**Exercise objective:** Copy the listing from its first line through the line containing "[153,0,890,61]", both ends included, with nothing beyond that. Leave every line naming what to box unchanged, and scale each bounding-box coordinate by 2.35, rounding to whole numbers with halves going up.

** BEGIN **

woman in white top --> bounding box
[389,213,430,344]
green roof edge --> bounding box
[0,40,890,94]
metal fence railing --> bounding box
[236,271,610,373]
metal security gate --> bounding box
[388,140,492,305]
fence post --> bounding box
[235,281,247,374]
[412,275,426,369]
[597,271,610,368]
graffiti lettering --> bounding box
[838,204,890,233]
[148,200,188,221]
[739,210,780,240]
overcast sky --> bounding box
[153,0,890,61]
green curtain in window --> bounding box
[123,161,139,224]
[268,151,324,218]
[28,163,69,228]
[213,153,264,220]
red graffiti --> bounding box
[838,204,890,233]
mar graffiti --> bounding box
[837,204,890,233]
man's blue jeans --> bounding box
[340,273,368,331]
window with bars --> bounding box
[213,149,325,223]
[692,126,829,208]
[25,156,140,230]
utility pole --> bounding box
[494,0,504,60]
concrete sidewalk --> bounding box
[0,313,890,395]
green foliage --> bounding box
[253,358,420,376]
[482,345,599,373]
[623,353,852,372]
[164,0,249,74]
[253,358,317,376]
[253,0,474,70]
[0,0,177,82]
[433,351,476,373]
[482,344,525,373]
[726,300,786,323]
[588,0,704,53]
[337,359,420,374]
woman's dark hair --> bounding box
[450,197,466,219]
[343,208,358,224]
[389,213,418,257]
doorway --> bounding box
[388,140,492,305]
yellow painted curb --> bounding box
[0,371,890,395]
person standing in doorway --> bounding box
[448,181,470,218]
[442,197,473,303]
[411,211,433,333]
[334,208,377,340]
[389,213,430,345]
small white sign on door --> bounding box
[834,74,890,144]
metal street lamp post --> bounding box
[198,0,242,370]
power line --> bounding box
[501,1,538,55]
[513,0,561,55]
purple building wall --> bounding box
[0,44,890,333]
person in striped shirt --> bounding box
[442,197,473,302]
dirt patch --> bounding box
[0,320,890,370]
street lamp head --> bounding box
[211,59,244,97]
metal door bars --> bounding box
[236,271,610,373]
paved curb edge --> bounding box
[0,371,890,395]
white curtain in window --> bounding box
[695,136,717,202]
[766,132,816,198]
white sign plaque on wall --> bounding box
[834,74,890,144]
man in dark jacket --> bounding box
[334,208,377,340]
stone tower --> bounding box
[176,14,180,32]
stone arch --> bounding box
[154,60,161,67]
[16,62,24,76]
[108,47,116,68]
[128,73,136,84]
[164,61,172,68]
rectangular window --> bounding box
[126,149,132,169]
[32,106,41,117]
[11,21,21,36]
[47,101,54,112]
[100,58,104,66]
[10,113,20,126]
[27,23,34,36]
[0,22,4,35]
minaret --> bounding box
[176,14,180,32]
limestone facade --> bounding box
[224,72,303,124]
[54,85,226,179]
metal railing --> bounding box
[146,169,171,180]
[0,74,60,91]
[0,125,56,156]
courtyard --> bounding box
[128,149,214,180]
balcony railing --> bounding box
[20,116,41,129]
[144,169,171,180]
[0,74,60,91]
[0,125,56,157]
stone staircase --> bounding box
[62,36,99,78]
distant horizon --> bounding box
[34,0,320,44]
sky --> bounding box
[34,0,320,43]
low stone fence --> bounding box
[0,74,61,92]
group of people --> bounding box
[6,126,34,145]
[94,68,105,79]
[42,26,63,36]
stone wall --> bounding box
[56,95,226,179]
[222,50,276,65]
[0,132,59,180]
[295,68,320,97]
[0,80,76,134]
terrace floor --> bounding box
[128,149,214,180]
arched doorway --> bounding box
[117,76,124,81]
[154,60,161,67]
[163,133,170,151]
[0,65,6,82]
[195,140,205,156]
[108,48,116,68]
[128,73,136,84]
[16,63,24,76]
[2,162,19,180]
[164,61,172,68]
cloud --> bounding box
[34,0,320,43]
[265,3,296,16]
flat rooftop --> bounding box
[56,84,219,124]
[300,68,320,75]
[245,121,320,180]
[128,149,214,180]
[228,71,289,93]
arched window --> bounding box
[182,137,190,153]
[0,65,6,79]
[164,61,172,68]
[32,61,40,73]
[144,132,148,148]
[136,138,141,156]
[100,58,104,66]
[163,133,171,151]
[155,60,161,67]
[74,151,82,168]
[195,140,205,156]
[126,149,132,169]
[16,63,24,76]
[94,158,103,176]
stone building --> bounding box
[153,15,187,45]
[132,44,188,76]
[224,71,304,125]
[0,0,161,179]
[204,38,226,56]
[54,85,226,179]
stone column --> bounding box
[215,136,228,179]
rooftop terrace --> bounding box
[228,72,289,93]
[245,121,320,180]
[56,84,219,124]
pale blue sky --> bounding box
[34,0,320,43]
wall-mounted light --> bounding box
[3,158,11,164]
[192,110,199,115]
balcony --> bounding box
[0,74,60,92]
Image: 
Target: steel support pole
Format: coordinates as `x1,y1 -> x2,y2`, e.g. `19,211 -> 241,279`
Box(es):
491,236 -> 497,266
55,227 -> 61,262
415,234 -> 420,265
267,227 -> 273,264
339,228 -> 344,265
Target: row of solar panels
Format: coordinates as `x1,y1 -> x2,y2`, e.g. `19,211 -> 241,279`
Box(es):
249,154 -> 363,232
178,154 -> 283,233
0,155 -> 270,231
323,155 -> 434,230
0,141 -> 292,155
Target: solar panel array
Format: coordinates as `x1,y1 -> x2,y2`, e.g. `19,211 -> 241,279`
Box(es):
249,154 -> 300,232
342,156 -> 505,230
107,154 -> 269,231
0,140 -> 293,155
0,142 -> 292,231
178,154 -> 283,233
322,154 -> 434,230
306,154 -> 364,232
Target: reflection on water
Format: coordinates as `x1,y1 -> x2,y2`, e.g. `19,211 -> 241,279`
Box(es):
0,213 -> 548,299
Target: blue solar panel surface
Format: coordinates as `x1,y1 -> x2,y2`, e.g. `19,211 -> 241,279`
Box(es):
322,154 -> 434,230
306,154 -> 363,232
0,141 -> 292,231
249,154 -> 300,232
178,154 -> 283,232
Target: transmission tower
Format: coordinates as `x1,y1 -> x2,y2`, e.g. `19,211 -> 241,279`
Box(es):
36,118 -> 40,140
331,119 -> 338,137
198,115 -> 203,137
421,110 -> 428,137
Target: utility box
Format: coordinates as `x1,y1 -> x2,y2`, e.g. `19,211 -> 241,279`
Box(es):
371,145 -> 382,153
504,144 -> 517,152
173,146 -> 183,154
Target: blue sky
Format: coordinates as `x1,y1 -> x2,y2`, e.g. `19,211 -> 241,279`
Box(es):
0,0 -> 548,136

** END **

**Finished task:**
woman in white top --> bounding box
[914,501,1011,808]
green roof edge --> bounding box
[0,94,2092,221]
metal fence railing --> bounding box
[555,637,1434,877]
metal security gate --> bounding box
[912,329,1156,717]
fence post --> bounding box
[552,660,580,879]
[968,646,1001,867]
[1403,637,1434,865]
graffiti lettering --> bounding box
[1969,479,2092,548]
[348,470,442,519]
[1737,494,1833,564]
overcast sky --> bounding box
[360,0,2092,143]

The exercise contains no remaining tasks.